文書の抜粋:
京都バス「苔寺」から西芳寺川に沿って上流に少し歩くと、臨済宗天竜寺派の洪隠山西芳寺がある。
西芳寺というよりも「苔寺」と云ったほうが良く知られた名であろう。
苔寺は平成6年に世界文化遺産に登録された寺院で、もっと観光客で埋め尽くされていても良いのだが、今は事前に申し込まないと拝観することが出来ないのである。
また拝観というのではなく、写経や法話、座禅といった宗教行事に参加するというのが主旨であり、庭園だけを拝観するということは出来なく、一般人には敷居の高い寺院となってしまったのである。
勿論団体にろる拝観などはなく、昔は観光客でひしめいていたこの辺りも今はひっそりと静まりかえっているのである。
これは地元の住民が観光公害に悩まされ、色々な手段を講じたが観光公害は収まらず、ついに西芳寺が拝観を停止し、事前申込という形を取らざるを得なくなり、昭和59年7月に、それに踏切ったのである。
表の扉は閉じられたままで、訪れる人も殆ど無くなってしまった西芳寺、苔寺である。
駒札には、
『山号を洪隠山(こういんざん)といい、臨済宗に属する。平成6年(1994)に世界文化遺産に登録された。
奈良時代、聖武天皇の詔により行基が開山した古刹で、平安時代初期には弘法大師が一時住し、鎌倉初期には法然上人が中興して、淨土信仰の道場としたと伝えられている。

未加工の行:
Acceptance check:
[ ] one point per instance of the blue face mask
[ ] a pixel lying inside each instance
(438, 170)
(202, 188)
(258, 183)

依頼内容: 苔寺こと西芳寺を紹介する文章を、最後の文の次から引き取って書き継いでください。 これらの行は使わなくてかまいません。

回答:
兵乱での荒廃の後、暦応2年(1339)に後醍醐天皇、足利尊氏の深い帰依をうけた夢窓国師(疎石)により再建され、禅の厳しい修行の道場となった。夢窓国師みずから作庭した枯山水石組の上段の庭と、心の字を形どる黄金池を中心とした池泉廻遊式の下段の庭からなる庭園は、当時すでに天下の名園として名高く、足利義満をはじめ、ここを訪れて坐禅にはげんだ人も多い。
現在、三万五千平方メートルに達する庭園(国の特別名勝および史跡)は、よく昔のおもかげを伝える名庭とうたわれている。百二十余種の青苔に一面が覆われ、広く「苔寺」の名で親しまれている。
また茶室湘南亭は、千利休の二男少庵が桃山時代に建築したもので、明治維新の際岩倉具視が一時隠棲したこともある。
禅寺の苔をついばむ小鳥かな 虚子』
出典:【西芳寺(苔寺)の駒札】より
奈良時代の天平3年(731)、聖徳太子の別荘跡に行基が開いたものと伝えられる。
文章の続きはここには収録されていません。